• **Text segment**
>>

Free Republic
Browse · Search
RLC Liberty Caucus
Topics · Post Article

Skip to comments.

Bush Doctrine, R.I.P.
Worldnet Daily ^ | 4/2/2003 | Pat Buchanan

Posted on 04/02/2003 3:30:39 PM PST by traditionalist

Militarily, this war on Iraq continues to go as well as any war in American history. Within the first three days, U.S. Marines and the 3rd Infantry had raced across the Iraqi desert to within 50 miles of Baghdad. The southern oil fields had been captured. Within a week, Umm Qasr, Iraq's window on the Gulf, and Basra, her second city, had been cut off. Special Forces had seized the airfields in the west. Two missiles had hit Kuwait, but with almost no casualties. Half a dozen others had been shot down by Patriots.

In the second week, U.S. airborne troops dropped into the north and secured a vital airfield above Mosul and began to move south with the Kurds toward the oil fields.

At this writing, not one U.S. combat plane – be it a Stealth B-2 bomber, B-1B, B-52, F-117, F-16, F-15, F-14 or A-10 – has been shot down. A few helicopters have been lost. When a drone was downed, basically a big model airplane, Baghdad celebrated.

U.S. dead are, at this writing, about three dozen. In the first battle of the Civil War at Bull Run, "The Confederates ... lost almost 2,000, but the Union army had lost more than 3,000; 387 were dead in gray, 481 in blue" – the rest were wounded or captured. So writes Shelby Foote.

Those armies would fight for four years with 400 men dying every day, either to preserve the Union or to break free of it. Those losses were sustained by a nation with a population one-eighth of what it is today.

Iraqi war dead have also been few, especially when one compares this to what we did to Dresden, Hamburg, Tokyo, Hiroshima and Nagasaki. In those German and Japanese cities, scores of thousands of women and children were bombed and burned to death in minutes.

Yet, on the propaganda and political fronts, America is not winning. Sunday's talk shows were consumed with the question of who underestimated Iraqi resistance and who underestimated the forces that would be needed to break the Republican Guard and take Baghdad.

<<

• **Challenges**
(A) According to the column, roughly how many U.S. troops had died at the time it was written?
(B) Transcribe the stretch of the column from "Bush Doctrine, R.I.P." through "the oil fields.".
The items that come next have no connection to the column.

• **Stored rows**
>>

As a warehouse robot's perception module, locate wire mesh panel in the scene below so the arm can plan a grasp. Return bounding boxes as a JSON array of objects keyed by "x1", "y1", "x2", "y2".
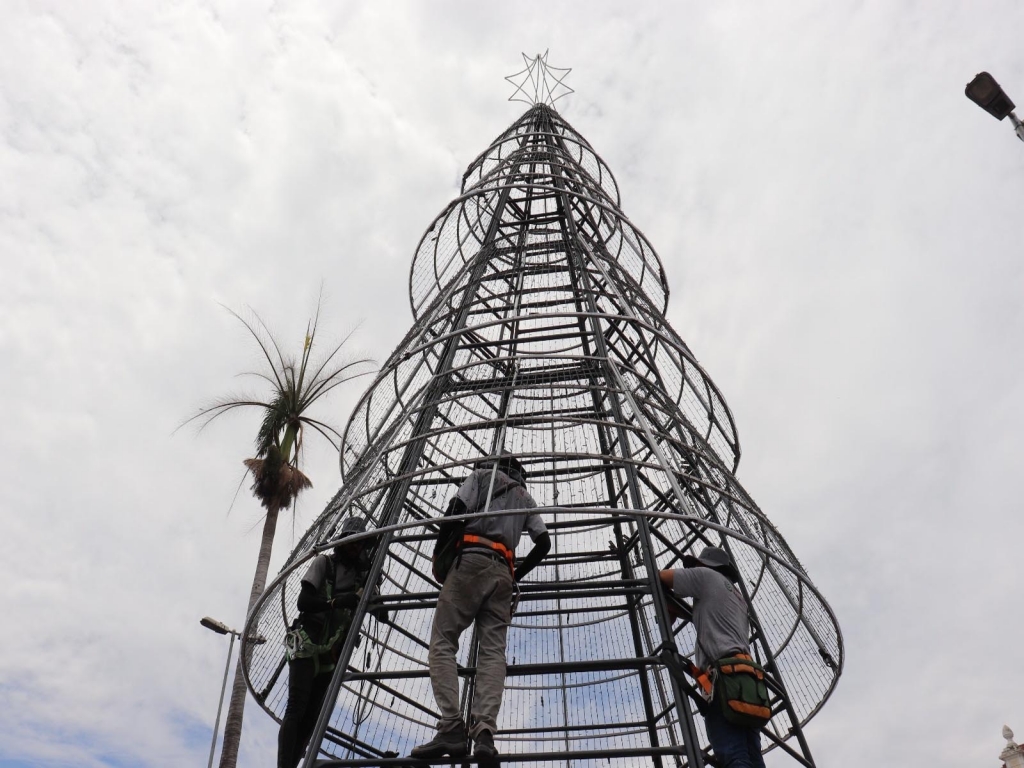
[{"x1": 245, "y1": 104, "x2": 843, "y2": 766}]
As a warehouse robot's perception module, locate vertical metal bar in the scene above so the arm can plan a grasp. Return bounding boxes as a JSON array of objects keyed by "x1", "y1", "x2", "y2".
[
  {"x1": 549, "y1": 114, "x2": 703, "y2": 768},
  {"x1": 206, "y1": 622, "x2": 236, "y2": 768},
  {"x1": 302, "y1": 182, "x2": 511, "y2": 768}
]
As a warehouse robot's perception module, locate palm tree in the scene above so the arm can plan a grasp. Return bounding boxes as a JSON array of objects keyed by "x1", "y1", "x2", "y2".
[{"x1": 182, "y1": 303, "x2": 372, "y2": 768}]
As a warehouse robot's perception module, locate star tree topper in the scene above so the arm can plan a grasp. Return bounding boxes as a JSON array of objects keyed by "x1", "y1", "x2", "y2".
[{"x1": 505, "y1": 51, "x2": 573, "y2": 108}]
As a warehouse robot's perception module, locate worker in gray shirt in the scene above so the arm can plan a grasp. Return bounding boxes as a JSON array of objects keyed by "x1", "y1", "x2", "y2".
[
  {"x1": 659, "y1": 547, "x2": 765, "y2": 768},
  {"x1": 412, "y1": 454, "x2": 551, "y2": 768}
]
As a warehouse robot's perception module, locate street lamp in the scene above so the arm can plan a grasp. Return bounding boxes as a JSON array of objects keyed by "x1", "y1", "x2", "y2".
[
  {"x1": 199, "y1": 616, "x2": 266, "y2": 768},
  {"x1": 964, "y1": 72, "x2": 1024, "y2": 141}
]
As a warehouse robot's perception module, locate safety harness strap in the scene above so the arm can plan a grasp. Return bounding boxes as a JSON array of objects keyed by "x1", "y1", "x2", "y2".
[{"x1": 462, "y1": 534, "x2": 515, "y2": 579}]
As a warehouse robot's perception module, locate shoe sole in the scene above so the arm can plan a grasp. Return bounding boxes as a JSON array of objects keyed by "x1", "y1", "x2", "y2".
[
  {"x1": 409, "y1": 748, "x2": 469, "y2": 760},
  {"x1": 473, "y1": 748, "x2": 502, "y2": 768}
]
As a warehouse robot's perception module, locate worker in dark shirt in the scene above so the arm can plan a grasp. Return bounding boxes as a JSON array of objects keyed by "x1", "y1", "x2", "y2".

<<

• **Outputs for the tasks**
(A) About three dozen.

(B)
Bush Doctrine, R.I.P.
Worldnet Daily ^ | 4/2/2003 | Pat Buchanan

Posted on 04/02/2003 3:30:39 PM PST by traditionalist

Militarily, this war on Iraq continues to go as well as any war in American history. Within the first three days, U.S. Marines and the 3rd Infantry had raced across the Iraqi desert to within 50 miles of Baghdad. The southern oil fields had been captured. Within a week, Umm Qasr, Iraq's window on the Gulf, and Basra, her second city, had been cut off. Special Forces had seized the airfields in the west. Two missiles had hit Kuwait, but with almost no casualties. Half a dozen others had been shot down by Patriots.

In the second week, U.S. airborne troops dropped into the north and secured a vital airfield above Mosul and began to move south with the Kurds toward the oil fields.